#### Document segment:
L.A. Unified will eliminate $43 million in administrative salaries as part of an emergency cost-cutting plan to stave off its fiscal overseers.

The cuts won’t be at school sites this year, but rather at the central and local district offices. The number of jobs that will be lost will be left up to each department, but they represent an overall 15 percent reduction.

The specific positions will be identified in January, with the people in those jobs receiving notices in March and leaving by the end of June.

The job cuts are one half of a two-part strategy to right-size the district’s budget, which is projected to be on the verge of bankruptcy in two and a half years. They also come as the district is negotiating raises for teachers under the threat of a strike, and after it has approved salary increases of about 6 percent for two-thirds of its workforce.

Because it faces a fiscal cliff, L.A. Unified had been put on watch by its overseers at both the state and Los Angeles County, and the county had given L.A. Unified until Monday to detail exactly how it plans to stay out of the red.

#### Work instructions:
1 > Answer these questions using the article on L.A. Unified's budget cuts.
(a) How much in administrative salaries will the district eliminate?
(b) In what month will the specific positions be identified?
(c) Until what day did the county give L.A. Unified to detail its plan?
2 > Continue the article on L.A. Unified's budget cuts from its last sentence.

Dataset entries:
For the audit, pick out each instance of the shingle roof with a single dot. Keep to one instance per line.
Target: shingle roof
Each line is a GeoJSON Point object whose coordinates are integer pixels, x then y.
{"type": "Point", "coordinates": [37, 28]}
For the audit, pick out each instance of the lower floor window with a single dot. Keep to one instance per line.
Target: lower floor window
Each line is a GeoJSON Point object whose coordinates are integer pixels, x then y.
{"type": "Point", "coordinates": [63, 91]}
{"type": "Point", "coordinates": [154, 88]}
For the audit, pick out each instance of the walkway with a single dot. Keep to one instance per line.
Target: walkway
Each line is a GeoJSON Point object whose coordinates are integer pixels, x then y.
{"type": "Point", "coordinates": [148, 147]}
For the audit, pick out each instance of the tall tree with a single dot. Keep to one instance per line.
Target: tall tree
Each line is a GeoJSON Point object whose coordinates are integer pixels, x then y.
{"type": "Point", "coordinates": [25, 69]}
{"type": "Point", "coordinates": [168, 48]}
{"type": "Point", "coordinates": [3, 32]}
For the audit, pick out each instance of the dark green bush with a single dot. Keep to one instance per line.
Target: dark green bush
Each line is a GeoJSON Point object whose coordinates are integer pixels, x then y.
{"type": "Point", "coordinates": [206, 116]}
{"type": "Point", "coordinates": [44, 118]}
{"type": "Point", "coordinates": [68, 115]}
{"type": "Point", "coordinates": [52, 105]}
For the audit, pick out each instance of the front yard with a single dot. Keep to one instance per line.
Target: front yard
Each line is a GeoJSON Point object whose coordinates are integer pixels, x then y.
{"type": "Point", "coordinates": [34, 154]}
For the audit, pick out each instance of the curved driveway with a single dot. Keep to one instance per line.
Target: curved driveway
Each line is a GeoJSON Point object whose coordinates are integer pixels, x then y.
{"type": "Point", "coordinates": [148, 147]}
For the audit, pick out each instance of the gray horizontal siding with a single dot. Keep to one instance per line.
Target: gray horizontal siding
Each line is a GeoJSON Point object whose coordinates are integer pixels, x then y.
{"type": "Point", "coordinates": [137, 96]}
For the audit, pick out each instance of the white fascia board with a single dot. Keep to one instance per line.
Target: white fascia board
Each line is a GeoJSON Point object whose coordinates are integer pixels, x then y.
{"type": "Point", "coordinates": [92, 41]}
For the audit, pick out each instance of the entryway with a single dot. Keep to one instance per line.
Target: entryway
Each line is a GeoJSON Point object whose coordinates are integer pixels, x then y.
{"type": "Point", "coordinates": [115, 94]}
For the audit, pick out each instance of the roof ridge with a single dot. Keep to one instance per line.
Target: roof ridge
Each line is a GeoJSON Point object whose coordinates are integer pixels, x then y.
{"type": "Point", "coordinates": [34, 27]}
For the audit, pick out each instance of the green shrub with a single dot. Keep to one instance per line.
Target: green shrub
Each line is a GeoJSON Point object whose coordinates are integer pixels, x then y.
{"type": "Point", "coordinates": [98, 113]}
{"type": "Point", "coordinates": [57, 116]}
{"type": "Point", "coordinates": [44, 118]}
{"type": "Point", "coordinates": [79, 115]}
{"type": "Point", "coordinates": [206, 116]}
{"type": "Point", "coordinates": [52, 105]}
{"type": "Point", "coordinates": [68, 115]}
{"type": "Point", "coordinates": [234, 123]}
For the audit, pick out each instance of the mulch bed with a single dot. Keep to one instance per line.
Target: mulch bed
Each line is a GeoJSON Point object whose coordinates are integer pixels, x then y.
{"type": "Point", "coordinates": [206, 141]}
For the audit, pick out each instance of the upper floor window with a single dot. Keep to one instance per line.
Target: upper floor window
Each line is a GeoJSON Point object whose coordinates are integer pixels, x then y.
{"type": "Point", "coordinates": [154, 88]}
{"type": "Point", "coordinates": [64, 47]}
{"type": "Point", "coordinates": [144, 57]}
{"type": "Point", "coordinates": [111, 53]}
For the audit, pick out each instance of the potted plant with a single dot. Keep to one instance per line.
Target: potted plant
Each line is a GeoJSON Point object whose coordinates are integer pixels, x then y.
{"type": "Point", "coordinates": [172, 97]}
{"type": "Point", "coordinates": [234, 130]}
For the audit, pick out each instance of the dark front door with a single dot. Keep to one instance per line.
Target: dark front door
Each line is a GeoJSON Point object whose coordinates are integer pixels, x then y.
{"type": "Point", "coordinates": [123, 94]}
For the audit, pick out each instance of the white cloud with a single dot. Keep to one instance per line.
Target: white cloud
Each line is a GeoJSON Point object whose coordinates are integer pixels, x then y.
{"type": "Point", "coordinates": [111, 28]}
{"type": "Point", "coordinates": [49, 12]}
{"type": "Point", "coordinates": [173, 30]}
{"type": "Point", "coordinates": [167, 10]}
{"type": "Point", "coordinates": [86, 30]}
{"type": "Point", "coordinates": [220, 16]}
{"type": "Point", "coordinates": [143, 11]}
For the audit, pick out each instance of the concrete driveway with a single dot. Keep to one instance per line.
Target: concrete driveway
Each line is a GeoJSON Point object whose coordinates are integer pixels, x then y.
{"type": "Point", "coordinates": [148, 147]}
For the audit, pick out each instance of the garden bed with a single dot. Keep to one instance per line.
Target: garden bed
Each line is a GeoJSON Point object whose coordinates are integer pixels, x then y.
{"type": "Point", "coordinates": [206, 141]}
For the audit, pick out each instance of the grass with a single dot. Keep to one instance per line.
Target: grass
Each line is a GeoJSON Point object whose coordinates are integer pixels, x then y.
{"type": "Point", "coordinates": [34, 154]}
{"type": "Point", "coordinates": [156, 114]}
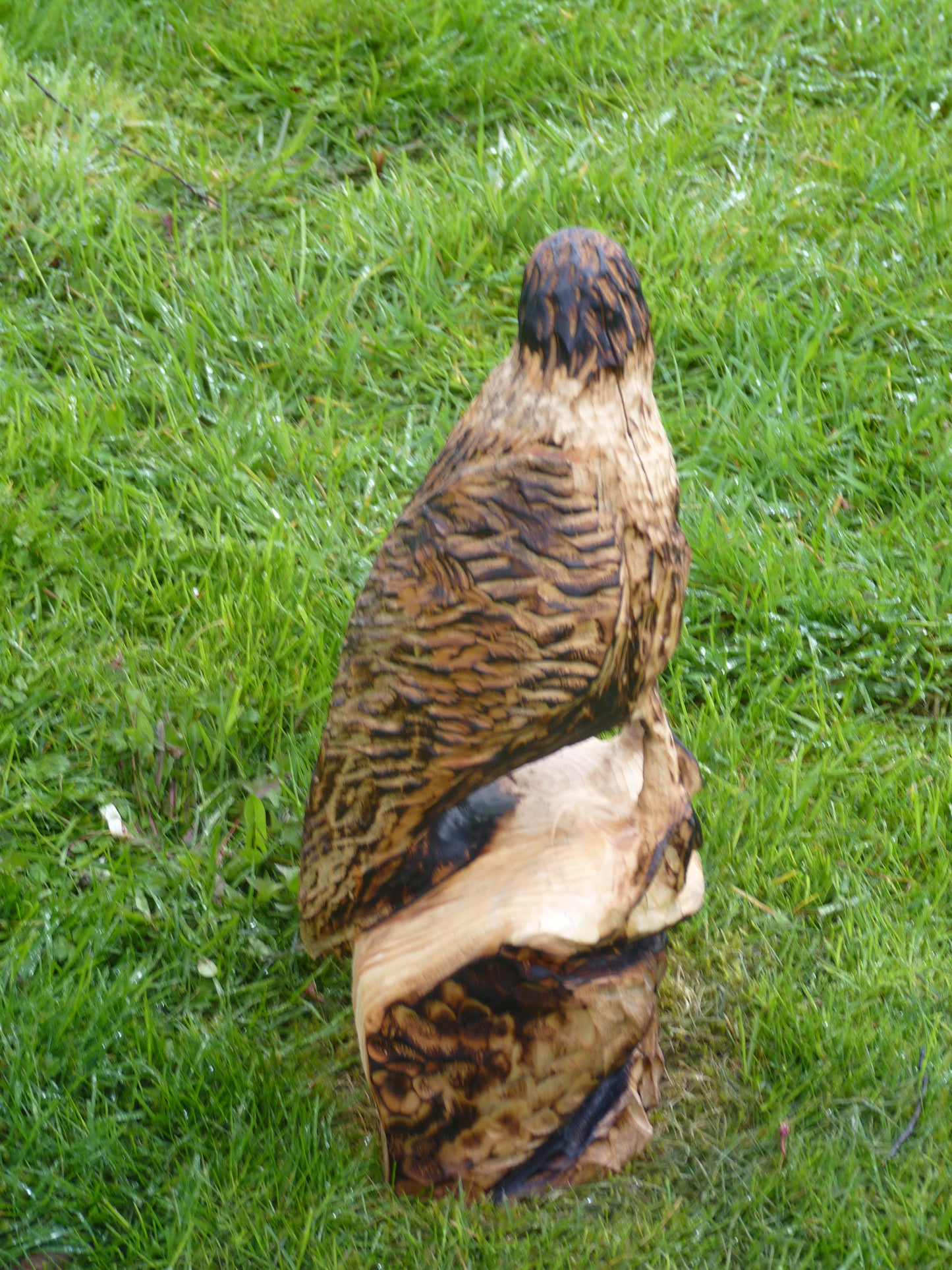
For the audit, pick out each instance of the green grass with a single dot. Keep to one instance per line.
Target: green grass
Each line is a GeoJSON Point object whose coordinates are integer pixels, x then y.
{"type": "Point", "coordinates": [208, 418]}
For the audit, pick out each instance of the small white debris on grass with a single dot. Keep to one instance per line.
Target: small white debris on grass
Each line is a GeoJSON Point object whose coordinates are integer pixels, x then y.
{"type": "Point", "coordinates": [113, 821]}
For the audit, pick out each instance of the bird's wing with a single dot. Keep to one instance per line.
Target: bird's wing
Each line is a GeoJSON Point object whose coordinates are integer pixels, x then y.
{"type": "Point", "coordinates": [489, 634]}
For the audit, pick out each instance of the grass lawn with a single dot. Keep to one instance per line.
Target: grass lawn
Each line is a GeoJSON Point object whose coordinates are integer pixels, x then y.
{"type": "Point", "coordinates": [210, 415]}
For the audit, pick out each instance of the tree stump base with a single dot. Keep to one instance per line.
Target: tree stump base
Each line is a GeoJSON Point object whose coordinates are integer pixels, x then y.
{"type": "Point", "coordinates": [508, 1019]}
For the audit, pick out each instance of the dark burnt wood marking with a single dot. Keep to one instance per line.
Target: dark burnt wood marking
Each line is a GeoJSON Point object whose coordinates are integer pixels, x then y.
{"type": "Point", "coordinates": [582, 305]}
{"type": "Point", "coordinates": [567, 1145]}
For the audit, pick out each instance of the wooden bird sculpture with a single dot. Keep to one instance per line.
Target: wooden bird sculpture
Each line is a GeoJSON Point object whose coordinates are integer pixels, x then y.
{"type": "Point", "coordinates": [504, 878]}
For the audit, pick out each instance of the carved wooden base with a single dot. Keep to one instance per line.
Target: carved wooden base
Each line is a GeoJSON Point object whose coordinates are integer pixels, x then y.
{"type": "Point", "coordinates": [508, 1019]}
{"type": "Point", "coordinates": [520, 1072]}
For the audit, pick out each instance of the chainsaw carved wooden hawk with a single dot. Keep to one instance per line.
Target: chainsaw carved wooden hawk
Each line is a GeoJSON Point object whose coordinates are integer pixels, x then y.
{"type": "Point", "coordinates": [505, 878]}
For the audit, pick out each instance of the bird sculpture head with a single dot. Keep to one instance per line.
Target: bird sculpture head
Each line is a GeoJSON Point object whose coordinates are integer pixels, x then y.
{"type": "Point", "coordinates": [582, 306]}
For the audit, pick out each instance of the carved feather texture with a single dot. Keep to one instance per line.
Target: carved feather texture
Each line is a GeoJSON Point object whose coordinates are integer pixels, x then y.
{"type": "Point", "coordinates": [530, 591]}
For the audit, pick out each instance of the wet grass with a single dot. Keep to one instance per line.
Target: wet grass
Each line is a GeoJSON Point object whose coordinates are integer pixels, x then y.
{"type": "Point", "coordinates": [208, 418]}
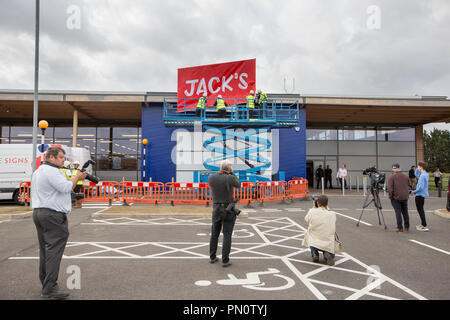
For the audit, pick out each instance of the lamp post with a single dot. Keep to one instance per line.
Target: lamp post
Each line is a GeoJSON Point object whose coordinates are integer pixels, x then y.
{"type": "Point", "coordinates": [43, 125]}
{"type": "Point", "coordinates": [144, 142]}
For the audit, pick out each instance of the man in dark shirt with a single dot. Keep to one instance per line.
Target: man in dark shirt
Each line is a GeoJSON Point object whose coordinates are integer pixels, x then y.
{"type": "Point", "coordinates": [222, 185]}
{"type": "Point", "coordinates": [398, 189]}
{"type": "Point", "coordinates": [328, 173]}
{"type": "Point", "coordinates": [319, 176]}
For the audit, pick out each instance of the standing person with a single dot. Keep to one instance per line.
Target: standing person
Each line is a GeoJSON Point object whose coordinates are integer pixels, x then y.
{"type": "Point", "coordinates": [421, 193]}
{"type": "Point", "coordinates": [222, 185]}
{"type": "Point", "coordinates": [320, 235]}
{"type": "Point", "coordinates": [261, 99]}
{"type": "Point", "coordinates": [398, 190]}
{"type": "Point", "coordinates": [437, 177]}
{"type": "Point", "coordinates": [221, 107]}
{"type": "Point", "coordinates": [319, 175]}
{"type": "Point", "coordinates": [251, 103]}
{"type": "Point", "coordinates": [342, 173]}
{"type": "Point", "coordinates": [51, 202]}
{"type": "Point", "coordinates": [201, 104]}
{"type": "Point", "coordinates": [328, 174]}
{"type": "Point", "coordinates": [412, 177]}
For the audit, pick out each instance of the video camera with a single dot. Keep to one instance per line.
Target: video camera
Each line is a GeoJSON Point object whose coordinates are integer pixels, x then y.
{"type": "Point", "coordinates": [377, 179]}
{"type": "Point", "coordinates": [90, 177]}
{"type": "Point", "coordinates": [231, 208]}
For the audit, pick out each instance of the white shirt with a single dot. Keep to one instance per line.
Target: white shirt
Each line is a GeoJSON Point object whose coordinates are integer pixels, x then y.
{"type": "Point", "coordinates": [50, 189]}
{"type": "Point", "coordinates": [342, 173]}
{"type": "Point", "coordinates": [321, 229]}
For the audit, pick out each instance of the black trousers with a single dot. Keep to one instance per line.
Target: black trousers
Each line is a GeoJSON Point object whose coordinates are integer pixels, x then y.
{"type": "Point", "coordinates": [420, 201]}
{"type": "Point", "coordinates": [401, 211]}
{"type": "Point", "coordinates": [53, 232]}
{"type": "Point", "coordinates": [221, 219]}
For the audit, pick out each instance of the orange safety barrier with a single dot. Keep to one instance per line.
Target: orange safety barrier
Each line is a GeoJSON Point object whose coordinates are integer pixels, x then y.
{"type": "Point", "coordinates": [104, 191]}
{"type": "Point", "coordinates": [298, 188]}
{"type": "Point", "coordinates": [247, 193]}
{"type": "Point", "coordinates": [272, 191]}
{"type": "Point", "coordinates": [188, 193]}
{"type": "Point", "coordinates": [24, 192]}
{"type": "Point", "coordinates": [142, 192]}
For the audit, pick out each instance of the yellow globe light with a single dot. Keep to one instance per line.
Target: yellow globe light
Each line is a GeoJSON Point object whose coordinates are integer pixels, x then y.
{"type": "Point", "coordinates": [43, 124]}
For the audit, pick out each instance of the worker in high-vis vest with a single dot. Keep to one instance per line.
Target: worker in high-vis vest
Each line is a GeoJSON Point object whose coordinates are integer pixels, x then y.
{"type": "Point", "coordinates": [261, 99]}
{"type": "Point", "coordinates": [251, 103]}
{"type": "Point", "coordinates": [221, 107]}
{"type": "Point", "coordinates": [200, 106]}
{"type": "Point", "coordinates": [79, 187]}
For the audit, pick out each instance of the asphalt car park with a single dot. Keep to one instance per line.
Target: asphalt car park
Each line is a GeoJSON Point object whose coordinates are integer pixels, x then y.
{"type": "Point", "coordinates": [167, 256]}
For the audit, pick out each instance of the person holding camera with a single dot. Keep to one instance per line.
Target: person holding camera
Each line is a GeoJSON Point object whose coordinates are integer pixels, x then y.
{"type": "Point", "coordinates": [224, 214]}
{"type": "Point", "coordinates": [398, 190]}
{"type": "Point", "coordinates": [421, 192]}
{"type": "Point", "coordinates": [51, 202]}
{"type": "Point", "coordinates": [320, 235]}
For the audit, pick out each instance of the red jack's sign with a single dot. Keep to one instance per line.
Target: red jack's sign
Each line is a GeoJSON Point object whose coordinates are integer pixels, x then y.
{"type": "Point", "coordinates": [231, 80]}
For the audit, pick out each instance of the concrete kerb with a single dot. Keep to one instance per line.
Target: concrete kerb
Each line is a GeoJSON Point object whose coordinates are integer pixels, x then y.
{"type": "Point", "coordinates": [14, 216]}
{"type": "Point", "coordinates": [442, 213]}
{"type": "Point", "coordinates": [150, 211]}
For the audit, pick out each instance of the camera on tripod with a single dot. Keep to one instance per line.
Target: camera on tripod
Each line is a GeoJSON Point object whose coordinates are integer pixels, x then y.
{"type": "Point", "coordinates": [377, 179]}
{"type": "Point", "coordinates": [231, 208]}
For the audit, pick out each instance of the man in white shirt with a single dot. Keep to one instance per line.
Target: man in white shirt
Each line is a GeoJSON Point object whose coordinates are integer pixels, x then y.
{"type": "Point", "coordinates": [341, 174]}
{"type": "Point", "coordinates": [51, 202]}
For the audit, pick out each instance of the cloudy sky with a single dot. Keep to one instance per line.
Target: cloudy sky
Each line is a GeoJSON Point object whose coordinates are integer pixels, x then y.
{"type": "Point", "coordinates": [346, 47]}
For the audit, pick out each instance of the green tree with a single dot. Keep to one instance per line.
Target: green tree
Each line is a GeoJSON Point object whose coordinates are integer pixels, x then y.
{"type": "Point", "coordinates": [437, 149]}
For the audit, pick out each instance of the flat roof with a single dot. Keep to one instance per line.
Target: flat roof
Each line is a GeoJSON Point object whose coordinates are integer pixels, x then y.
{"type": "Point", "coordinates": [124, 108]}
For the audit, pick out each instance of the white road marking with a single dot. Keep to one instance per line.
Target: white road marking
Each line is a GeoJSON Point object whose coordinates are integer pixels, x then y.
{"type": "Point", "coordinates": [431, 247]}
{"type": "Point", "coordinates": [284, 229]}
{"type": "Point", "coordinates": [348, 217]}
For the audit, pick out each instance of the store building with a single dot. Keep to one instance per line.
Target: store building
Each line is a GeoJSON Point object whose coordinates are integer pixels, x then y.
{"type": "Point", "coordinates": [358, 131]}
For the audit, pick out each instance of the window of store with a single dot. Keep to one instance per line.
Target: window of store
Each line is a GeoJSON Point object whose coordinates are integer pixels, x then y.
{"type": "Point", "coordinates": [397, 134]}
{"type": "Point", "coordinates": [357, 135]}
{"type": "Point", "coordinates": [321, 134]}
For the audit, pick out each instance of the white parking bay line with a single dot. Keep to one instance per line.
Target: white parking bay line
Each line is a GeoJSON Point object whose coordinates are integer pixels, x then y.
{"type": "Point", "coordinates": [431, 247]}
{"type": "Point", "coordinates": [348, 217]}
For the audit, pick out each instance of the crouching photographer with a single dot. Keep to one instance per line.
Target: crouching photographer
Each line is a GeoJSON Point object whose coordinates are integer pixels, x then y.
{"type": "Point", "coordinates": [224, 211]}
{"type": "Point", "coordinates": [51, 202]}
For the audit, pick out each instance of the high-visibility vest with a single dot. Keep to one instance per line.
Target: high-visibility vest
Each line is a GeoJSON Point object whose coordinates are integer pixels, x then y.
{"type": "Point", "coordinates": [220, 104]}
{"type": "Point", "coordinates": [67, 173]}
{"type": "Point", "coordinates": [74, 173]}
{"type": "Point", "coordinates": [201, 102]}
{"type": "Point", "coordinates": [250, 102]}
{"type": "Point", "coordinates": [262, 97]}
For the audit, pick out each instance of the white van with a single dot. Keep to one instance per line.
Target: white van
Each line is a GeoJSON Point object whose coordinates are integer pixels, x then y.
{"type": "Point", "coordinates": [16, 161]}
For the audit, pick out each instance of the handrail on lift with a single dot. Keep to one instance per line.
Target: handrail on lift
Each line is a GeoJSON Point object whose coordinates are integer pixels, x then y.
{"type": "Point", "coordinates": [272, 109]}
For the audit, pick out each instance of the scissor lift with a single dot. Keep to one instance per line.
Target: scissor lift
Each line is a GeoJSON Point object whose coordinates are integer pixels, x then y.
{"type": "Point", "coordinates": [272, 114]}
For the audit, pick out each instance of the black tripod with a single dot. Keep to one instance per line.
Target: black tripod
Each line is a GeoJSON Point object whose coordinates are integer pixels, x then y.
{"type": "Point", "coordinates": [376, 201]}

#### Expected responses:
1 >
(a) $43 million
(b) January
(c) Monday

2 >
The county’s main concern was getting details on how the district will cut $72 million from this year’s budget and another $72 million from next year’s budget, which is required for the district to have a 1 percent reserve at the end of the 2020-21 school year.

L.A. Unified is coming up with those savings in two main ways, said Chief Financial Officer Scott Price: jobs cuts and dodging a state fine.

The 15 percent across-the-board cut in staff at the district’s central office and in its local district offices will save $43 million. That’s just for this year, though. The district will have to cut enough jobs to equal $43 million again next year.

Last June, when the budget was presented, the district said it planned a 15 percent job cut that would eliminate or reassign about 500 positions, but it said then that fewer than 70 people were expected to lose their jobs.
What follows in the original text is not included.